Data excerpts
• • • •

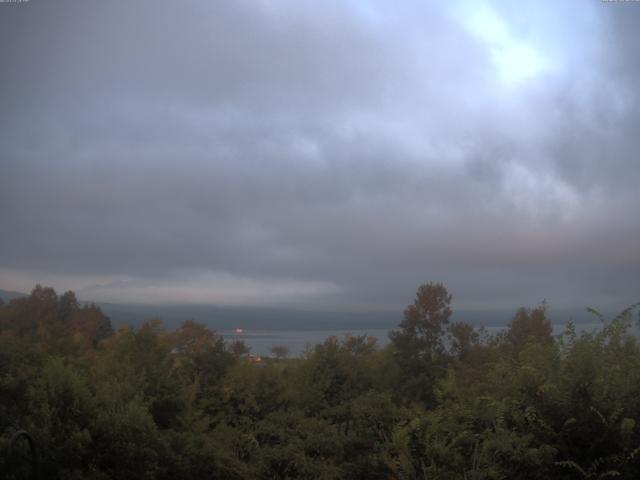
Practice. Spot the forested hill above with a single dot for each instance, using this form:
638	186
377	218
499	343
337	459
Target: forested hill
442	400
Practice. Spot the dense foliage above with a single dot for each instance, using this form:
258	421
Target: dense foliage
442	401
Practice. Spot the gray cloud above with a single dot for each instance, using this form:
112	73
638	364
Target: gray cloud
340	153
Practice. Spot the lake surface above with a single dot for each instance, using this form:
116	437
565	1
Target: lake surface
297	341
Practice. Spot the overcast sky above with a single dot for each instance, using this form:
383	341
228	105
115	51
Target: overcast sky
321	153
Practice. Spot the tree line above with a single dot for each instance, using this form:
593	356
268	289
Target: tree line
441	401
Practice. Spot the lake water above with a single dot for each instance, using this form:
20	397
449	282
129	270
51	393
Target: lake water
297	341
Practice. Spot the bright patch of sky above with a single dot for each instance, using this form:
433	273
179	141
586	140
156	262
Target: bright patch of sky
515	59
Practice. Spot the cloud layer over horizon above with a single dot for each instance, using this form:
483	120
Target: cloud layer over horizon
333	153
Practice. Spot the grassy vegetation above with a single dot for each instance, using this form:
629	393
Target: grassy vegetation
441	401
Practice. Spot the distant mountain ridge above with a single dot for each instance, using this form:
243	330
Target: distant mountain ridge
8	295
266	318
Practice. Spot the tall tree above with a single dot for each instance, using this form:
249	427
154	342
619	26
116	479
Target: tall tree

• • • •

■ Work item ■
Find and count the lines of the data that include the string "tall", and report that figure by itself.

■ Answer to the problem ■
2